[EXERCISE DATA]
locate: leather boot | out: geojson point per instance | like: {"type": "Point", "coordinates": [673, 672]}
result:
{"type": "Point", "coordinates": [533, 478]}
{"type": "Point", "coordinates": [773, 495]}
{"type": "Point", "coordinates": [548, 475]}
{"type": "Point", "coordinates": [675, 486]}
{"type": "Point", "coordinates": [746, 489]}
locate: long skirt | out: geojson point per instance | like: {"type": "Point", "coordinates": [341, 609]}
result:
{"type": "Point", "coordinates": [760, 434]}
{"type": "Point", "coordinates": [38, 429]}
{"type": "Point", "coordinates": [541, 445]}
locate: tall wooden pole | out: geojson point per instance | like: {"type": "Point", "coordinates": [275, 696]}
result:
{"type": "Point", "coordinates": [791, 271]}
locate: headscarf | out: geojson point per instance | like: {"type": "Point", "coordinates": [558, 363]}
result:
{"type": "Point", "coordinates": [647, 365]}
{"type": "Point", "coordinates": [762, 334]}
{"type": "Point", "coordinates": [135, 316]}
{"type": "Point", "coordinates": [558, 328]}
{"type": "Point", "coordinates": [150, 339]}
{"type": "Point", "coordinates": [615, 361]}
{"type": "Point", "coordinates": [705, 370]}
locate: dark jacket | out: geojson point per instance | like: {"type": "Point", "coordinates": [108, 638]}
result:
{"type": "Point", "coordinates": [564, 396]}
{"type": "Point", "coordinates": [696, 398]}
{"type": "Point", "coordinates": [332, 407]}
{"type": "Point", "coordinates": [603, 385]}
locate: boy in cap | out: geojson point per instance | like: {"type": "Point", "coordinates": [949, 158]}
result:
[/EXERCISE DATA]
# [ASSIGNED TASK]
Nothing in the records should be altered when they are written out again.

# [ANSWER TO THIS PROBLEM]
locate: leather boot | out: geojson point per instance | like: {"type": "Point", "coordinates": [673, 672]}
result:
{"type": "Point", "coordinates": [533, 478]}
{"type": "Point", "coordinates": [773, 495]}
{"type": "Point", "coordinates": [548, 475]}
{"type": "Point", "coordinates": [675, 486]}
{"type": "Point", "coordinates": [746, 489]}
locate: long skirt | out: geojson point per instance | like: {"type": "Point", "coordinates": [341, 609]}
result:
{"type": "Point", "coordinates": [760, 434]}
{"type": "Point", "coordinates": [38, 429]}
{"type": "Point", "coordinates": [541, 445]}
locate: tall wooden pole | out: geojson point per instance | like: {"type": "Point", "coordinates": [275, 696]}
result:
{"type": "Point", "coordinates": [791, 271]}
locate: headscarf | out: geojson point per instance | like: {"type": "Point", "coordinates": [558, 363]}
result:
{"type": "Point", "coordinates": [647, 365]}
{"type": "Point", "coordinates": [762, 334]}
{"type": "Point", "coordinates": [135, 316]}
{"type": "Point", "coordinates": [558, 328]}
{"type": "Point", "coordinates": [150, 339]}
{"type": "Point", "coordinates": [615, 361]}
{"type": "Point", "coordinates": [705, 370]}
locate: dark jacket | out: geojson point per instance | like: {"type": "Point", "coordinates": [108, 638]}
result:
{"type": "Point", "coordinates": [564, 396]}
{"type": "Point", "coordinates": [696, 398]}
{"type": "Point", "coordinates": [332, 407]}
{"type": "Point", "coordinates": [603, 385]}
locate: boy in cap | out: geojson point per instance | like: {"type": "Point", "coordinates": [949, 158]}
result:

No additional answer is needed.